*** Opening of Quoted passage ***

During a special meeting on Thursday evening, the North Carolina Medical Board (NCMB) took additional actions related to COVID-19, including easing certain licensure requirements for physician assistants and nurse practitioners. NCMB also extended the term of emergency temporary licenses issued to out-of-state and recently retired or inactive clinicians, and approved a provision that will allow NCMB to be more nimble in making additional changes needed to support our state’s pandemic response in the coming weeks.
These and other actions provide flexibility to health systems and practices across the state addressing the COVID-19 pandemic.
Board actions approved at the April 9 special meeting include:
• Authorized the extension of the expiration date of emergency temporary licenses issued during the declared state of emergency. These temporary licenses will now expire 30 days after the state of emergency is lifted. Read the order authorizing this change.
• Approved an order allowing new physician assistant (PA) graduates who have not taken the required PANCE testing to be issued a temporary license. The license will be valid for up to six months and will allow a PA to practice under the supervision of an on-site physician. Read the order authorizing this change.

*** Close of Quoted passage ***

Requirement 1: List each action that the opening paragraph of the North Carolina Medical Board announcement says the board took at its special meeting.
Requirement 2: According to the North Carolina Medical Board announcement, for how long will the temporary license for new physician assistant graduates be valid?
Requirement 3: Continue the North Carolina Medical Board announcement on its COVID-19 actions from where it stops.

*** Opening of Given data ***

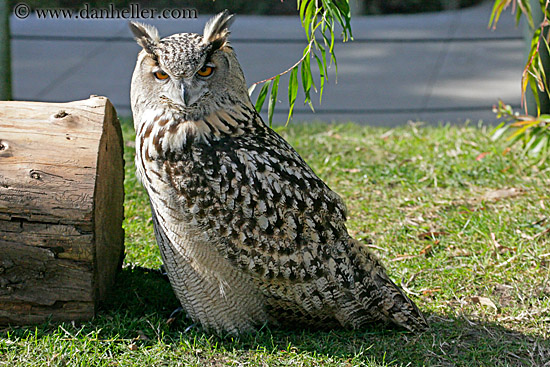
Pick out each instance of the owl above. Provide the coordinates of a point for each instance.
(247, 231)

*** Close of Given data ***

Response 1:
- Eased certain licensure requirements for physician assistants and nurse practitioners.
- Extended the term of emergency temporary licenses issued to out-of-state and recently retired or inactive clinicians.
- Approved a provision that will allow the board to be more nimble in making additional changes needed to support the state's pandemic response in the coming weeks.

Response 2: Up to six months.

Response 3:
• Approved several provisions related to nurse practitioners (NP), who NCMB jointly regulates with the North Carolina Board of Nursing (NCBON), that mirror provisions approved for PAs. The NCBON is expected to approve the same orders, which are effective only during the current declared state of emergency. These NP-specific provisions include:
o Restrict prescribing of chloroquine, azithromycin and other medications to ensure that these drugs are available to patients who need them. The rule was requested by NC DHHS Secretary, Dr. Mandy Cohen, to reduce the occurrence of reported stockpiling or inappropriate prescribing of these medications. NCMB has adopted equivalent rules for physicians and PAs.
o Permit NPs who have inactivated professional licenses within the last two years to quickly reinstate their licenses. The temporary license will be jointly approved by NCBON and NCMB and will expire on August 1, 2020. Read the order authorizing this change.
o Allow recent NP graduates who have not taken the required testing to be issued a temporary license. The license will be valid for up to six months and will allow an NP to practice under the supervision of an on-site physician. Read the order authorizing this change.
o Allow NPs to be temporarily reassigned to a new practice area within the same facility to meet a critical need without formally notifying NCBON of the new practice setting. NPs can only be reassigned to perform medical tasks they are trained and competent to do and must have reasonable access to a physician if the need for consultation arises. The NP must meet all other requirements, including meeting at least monthly with a physician to ensure meaningful collaboration and quality assurance within the new practice setting. Read the order authorizing this change.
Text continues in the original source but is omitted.